対象の文章:
━━━━━━━━━━━━━━━━
まず、米国がドル安政策を採ろうとしているとは思っていません。

● ドルレートの適正水準

ドル安かドル高かを識別する基準である適正ドルレート水準がいくらかということについてははっきり言って不明です。
購買力平価で見れば1ドル=160円〜170円になるのでしょうが、サービス・流通や農産物など内国向け供給品目が数多く含まれた値ですから、それを基準に国際交易や国際投資のレートを考えるのは非合理です。

国際競争力がある産業が限られ、国際競争関係にある産業はさらに絞られてしまうので、自動車や半導体の価格変動(生産性変動)で比較するのがもっともらしいと考えています。
米国車が日本市場において真の意味で競争力があるかという問題はあります。
航空機は欧州との競争で限られ、娯楽産業やCPUは独壇場で、農産物は補助金と政治力で国際市場で戦っているのというのが現状です。
家電製品や衣料などの日用普及品は、日本や中国(アジア諸国)そしてメキシコなどに依存しています。


また、米国経済は年間4千億ドル(48兆円)もの経常収支赤字がありますから、それに相当する資本流入(資本収支黒字)が順調に行われない限り、ドル安圧力が掛かり続けることになります。

けっこう棲み分けができていると言うか、貿易収支赤字3千億ドルでわかるように民生用工業製品は援助してもらっているようなものです。(対米証券投資をしている人たちは援助しているとは思っていないでしょうが...)


ここ10数年のレート推移に基づき、1ドル=120円でもドル高水準だと判断しています。


● ドル安は交易条件を改善しない

>オニール氏が辞任してにわかにドル安になってきたが、しかし実際にドル安の効果が
>現れるのは少なくとも半年先だろう。それまではむしろ貿易赤字が増加するはず。

ドル安になれば、70年以降の過程を顧みればわかるように、米国の国際収支は悪化します。

貿易収支の赤字が3千億ドルあるということは、米国の供給力はとてつもなく不足しているということですから、ドル安が交易条件を改善するわけではありません。
━━━━━━━━━━━━━━━━
提示された項目:
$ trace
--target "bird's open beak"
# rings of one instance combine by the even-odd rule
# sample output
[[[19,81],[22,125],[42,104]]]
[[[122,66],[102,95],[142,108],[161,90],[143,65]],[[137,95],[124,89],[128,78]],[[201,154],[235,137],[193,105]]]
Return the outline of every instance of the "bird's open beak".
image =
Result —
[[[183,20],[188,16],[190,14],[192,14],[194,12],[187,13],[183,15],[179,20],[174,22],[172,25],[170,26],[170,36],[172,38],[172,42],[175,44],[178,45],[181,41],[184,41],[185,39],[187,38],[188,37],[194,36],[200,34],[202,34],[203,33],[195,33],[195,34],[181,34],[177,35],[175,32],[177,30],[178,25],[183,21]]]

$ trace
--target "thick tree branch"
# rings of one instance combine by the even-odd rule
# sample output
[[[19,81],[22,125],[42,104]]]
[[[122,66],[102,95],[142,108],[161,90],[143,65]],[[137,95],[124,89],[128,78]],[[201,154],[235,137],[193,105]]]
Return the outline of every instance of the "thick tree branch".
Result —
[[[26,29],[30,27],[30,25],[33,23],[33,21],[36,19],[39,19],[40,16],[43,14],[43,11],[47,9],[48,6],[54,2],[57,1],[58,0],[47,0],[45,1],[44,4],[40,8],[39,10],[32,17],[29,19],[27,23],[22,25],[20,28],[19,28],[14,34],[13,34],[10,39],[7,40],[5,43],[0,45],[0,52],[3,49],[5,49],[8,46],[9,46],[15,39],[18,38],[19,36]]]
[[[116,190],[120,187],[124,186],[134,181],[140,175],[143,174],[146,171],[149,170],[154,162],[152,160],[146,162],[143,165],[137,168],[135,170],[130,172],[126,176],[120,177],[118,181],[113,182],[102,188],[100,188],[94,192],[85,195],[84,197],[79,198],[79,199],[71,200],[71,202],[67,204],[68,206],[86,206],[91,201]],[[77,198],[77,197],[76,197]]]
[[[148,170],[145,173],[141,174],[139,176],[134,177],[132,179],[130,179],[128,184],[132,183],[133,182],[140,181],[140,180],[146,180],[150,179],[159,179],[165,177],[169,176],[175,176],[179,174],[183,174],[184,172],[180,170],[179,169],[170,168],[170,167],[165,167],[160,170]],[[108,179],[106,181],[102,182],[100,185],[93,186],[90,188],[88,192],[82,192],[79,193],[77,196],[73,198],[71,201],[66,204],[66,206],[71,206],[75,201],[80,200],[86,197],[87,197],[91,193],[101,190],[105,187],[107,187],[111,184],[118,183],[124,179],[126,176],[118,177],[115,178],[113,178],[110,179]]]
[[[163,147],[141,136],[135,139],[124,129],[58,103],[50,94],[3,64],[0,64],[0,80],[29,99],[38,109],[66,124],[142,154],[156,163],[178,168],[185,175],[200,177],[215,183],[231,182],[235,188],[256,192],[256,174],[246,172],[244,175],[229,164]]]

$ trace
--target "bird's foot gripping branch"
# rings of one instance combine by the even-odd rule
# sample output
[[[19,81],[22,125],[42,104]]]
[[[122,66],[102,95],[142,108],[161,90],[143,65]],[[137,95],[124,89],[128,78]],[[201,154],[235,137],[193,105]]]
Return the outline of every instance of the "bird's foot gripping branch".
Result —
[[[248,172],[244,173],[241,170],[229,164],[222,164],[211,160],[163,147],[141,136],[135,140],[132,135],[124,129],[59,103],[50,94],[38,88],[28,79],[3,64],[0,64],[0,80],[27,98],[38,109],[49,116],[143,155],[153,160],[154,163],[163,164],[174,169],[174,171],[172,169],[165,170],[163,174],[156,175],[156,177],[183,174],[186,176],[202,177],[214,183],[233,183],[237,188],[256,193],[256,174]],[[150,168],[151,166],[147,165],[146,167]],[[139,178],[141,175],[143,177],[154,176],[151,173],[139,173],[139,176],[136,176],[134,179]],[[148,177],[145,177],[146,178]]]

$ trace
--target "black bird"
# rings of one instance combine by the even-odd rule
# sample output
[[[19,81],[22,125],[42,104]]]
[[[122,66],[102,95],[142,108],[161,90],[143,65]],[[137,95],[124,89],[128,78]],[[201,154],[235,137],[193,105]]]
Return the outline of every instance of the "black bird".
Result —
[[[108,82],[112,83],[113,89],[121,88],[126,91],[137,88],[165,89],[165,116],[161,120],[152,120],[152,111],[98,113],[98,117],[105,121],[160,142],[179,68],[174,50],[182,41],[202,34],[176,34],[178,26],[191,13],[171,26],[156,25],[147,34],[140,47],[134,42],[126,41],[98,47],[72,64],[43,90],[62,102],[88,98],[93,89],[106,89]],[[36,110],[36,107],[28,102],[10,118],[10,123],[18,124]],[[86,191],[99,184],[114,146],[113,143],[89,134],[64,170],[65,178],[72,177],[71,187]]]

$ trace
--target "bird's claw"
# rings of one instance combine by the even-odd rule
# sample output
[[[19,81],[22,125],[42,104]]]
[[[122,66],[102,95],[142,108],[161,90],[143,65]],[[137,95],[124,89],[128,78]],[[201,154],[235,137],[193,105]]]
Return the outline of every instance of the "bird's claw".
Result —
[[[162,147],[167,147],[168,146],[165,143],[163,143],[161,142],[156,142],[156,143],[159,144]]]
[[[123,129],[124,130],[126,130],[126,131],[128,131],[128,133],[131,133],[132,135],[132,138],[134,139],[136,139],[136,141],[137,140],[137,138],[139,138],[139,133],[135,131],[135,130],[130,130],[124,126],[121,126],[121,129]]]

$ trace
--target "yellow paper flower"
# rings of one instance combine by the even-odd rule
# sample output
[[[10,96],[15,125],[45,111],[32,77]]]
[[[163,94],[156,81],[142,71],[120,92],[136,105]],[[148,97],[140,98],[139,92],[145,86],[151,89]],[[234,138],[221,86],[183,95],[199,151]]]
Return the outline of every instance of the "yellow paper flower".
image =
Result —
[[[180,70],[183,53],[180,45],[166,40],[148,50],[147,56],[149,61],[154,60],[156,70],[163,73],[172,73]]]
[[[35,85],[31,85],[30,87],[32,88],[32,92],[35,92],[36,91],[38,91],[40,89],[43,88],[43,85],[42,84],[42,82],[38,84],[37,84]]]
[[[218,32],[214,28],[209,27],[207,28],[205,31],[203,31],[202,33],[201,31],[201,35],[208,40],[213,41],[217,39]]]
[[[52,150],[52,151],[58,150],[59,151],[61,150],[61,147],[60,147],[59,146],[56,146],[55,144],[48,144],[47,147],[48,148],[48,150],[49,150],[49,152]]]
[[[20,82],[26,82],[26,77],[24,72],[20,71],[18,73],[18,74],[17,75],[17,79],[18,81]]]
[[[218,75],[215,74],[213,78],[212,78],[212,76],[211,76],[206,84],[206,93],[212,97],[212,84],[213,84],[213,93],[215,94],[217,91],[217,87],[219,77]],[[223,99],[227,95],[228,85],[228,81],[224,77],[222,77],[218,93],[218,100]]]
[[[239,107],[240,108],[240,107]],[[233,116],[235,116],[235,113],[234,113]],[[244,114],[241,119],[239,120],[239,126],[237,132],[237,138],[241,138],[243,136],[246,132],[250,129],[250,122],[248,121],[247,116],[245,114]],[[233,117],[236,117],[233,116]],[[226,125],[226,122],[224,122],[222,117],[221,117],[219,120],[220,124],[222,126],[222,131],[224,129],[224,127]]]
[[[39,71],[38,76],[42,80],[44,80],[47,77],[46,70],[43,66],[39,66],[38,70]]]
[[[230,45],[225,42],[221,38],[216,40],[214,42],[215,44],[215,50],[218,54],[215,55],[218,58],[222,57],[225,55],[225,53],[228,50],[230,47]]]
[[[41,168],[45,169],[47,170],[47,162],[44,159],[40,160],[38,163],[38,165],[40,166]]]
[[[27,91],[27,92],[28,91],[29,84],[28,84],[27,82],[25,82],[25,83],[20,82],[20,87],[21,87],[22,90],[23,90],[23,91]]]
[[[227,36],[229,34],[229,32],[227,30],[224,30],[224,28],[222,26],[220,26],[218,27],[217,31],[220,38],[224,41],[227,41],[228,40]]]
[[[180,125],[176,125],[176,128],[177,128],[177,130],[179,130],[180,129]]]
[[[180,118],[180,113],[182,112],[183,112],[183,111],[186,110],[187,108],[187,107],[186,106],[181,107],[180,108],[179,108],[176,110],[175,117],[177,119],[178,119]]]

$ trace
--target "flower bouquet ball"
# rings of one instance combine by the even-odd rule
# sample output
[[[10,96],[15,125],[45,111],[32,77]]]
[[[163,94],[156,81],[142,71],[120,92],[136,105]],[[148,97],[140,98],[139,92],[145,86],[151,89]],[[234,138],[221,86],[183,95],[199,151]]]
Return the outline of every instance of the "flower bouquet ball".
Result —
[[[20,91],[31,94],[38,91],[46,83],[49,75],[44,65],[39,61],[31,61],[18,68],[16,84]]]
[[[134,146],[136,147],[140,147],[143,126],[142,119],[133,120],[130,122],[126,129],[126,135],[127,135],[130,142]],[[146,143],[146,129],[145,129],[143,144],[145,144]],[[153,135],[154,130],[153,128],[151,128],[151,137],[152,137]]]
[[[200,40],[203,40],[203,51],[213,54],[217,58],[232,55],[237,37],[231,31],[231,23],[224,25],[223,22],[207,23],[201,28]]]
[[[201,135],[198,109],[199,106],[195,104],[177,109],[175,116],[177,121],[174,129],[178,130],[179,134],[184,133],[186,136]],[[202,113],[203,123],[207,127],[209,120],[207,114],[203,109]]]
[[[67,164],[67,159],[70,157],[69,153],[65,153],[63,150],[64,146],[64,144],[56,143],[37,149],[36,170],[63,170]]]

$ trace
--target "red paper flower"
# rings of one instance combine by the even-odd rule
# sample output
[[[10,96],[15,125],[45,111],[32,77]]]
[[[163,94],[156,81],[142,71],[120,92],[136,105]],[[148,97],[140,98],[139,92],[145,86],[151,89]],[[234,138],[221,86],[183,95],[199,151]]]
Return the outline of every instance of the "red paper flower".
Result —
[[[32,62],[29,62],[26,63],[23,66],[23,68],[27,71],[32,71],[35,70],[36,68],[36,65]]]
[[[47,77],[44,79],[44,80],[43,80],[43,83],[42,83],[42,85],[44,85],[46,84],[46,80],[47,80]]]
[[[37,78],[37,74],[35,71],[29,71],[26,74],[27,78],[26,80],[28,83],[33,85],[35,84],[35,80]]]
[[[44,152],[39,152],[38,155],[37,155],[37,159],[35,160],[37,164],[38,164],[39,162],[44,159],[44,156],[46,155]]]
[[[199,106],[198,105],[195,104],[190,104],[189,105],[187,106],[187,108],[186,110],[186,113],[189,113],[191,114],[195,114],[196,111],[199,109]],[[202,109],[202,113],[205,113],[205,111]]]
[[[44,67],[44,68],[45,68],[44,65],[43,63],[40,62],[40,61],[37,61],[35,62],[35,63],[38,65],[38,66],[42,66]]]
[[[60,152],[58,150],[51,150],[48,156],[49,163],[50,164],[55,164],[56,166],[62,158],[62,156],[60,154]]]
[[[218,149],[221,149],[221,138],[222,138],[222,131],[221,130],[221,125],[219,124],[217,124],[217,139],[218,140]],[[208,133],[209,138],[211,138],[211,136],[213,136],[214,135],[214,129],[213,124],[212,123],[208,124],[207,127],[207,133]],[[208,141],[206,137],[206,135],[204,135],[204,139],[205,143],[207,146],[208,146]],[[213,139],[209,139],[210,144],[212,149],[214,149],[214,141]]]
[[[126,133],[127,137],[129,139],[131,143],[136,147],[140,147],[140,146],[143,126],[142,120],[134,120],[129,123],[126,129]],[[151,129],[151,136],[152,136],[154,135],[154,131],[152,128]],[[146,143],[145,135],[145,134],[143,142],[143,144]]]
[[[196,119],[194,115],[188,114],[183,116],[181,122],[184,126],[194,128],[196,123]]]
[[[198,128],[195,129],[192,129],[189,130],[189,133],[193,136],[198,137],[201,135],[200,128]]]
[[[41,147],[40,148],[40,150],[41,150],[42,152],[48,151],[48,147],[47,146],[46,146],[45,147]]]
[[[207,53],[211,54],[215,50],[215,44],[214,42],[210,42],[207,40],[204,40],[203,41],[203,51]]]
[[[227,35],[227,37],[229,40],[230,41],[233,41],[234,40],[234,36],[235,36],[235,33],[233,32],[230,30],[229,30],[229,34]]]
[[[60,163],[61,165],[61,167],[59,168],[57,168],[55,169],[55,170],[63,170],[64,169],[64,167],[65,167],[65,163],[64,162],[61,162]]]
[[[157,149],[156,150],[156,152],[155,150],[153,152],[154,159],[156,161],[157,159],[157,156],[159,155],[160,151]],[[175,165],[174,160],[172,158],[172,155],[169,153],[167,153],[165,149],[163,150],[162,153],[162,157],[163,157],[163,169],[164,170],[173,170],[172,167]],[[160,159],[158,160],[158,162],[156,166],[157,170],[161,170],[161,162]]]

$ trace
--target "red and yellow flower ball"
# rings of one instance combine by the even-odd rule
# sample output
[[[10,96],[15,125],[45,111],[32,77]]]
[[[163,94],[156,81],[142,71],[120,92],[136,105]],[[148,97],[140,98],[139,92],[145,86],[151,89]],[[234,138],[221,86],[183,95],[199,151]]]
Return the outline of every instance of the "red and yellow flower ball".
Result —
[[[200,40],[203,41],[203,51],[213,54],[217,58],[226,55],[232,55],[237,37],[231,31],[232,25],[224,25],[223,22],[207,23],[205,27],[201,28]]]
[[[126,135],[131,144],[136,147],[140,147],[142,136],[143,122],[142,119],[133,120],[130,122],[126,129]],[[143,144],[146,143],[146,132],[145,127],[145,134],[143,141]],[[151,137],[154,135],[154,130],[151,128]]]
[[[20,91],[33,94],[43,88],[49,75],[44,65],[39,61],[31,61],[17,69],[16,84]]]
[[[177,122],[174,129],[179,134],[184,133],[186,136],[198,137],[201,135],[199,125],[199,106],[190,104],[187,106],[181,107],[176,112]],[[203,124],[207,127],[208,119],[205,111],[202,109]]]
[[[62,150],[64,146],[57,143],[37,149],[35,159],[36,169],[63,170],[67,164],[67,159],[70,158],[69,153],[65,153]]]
━━━━━━━━━━━━━━━━
課題の目標 1:
次の(a)〜(c)がドルレートに関する文章の内容と一致するかを、「はい」か「いいえ」で答えなさい。それぞれ、判断の決め手となる語句を文章からそのまま引用すること。
(a) 購買力平価を基準に国際交易や国際投資のレートを考えるのは合理的だとされている。
(b) 米国経済には年間4千億ドルの経常収支赤字があると述べられている。
(c) 1ドル=120円はドル安の水準だと判断されている。
課題の目標 2: ドルレートに関する文章のうち、「まず、米国がドル安政策を採ろうとしているとは思っていません。」から「っともらしいと考えています。」までのすべてを、一字も変えずに書き写しなさい。

練習の解答 1:
(a) いいえ。「それを基準に国際交易や国際投資のレートを考えるのは非合理です」
(b) はい。「米国経済は年間4千億ドル(48兆円)もの経常収支赤字があります」
(c) いいえ。「1ドル=120円でもドル高水準だと判断しています」

練習の解答 2:
まず、米国がドル安政策を採ろうとしているとは思っていません。

● ドルレートの適正水準

ドル安かドル高かを識別する基準である適正ドルレート水準がいくらかということについてははっきり言って不明です。
購買力平価で見れば1ドル=160円〜170円になるのでしょうが、サービス・流通や農産物など内国向け供給品目が数多く含まれた値ですから、それを基準に国際交易や国際投資のレートを考えるのは非合理です。

国際競争力がある産業が限られ、国際競争関係にある産業はさらに絞られてしまうので、自動車や半導体の価格変動(生産性変動)で比較するのがもっともらしいと考えています。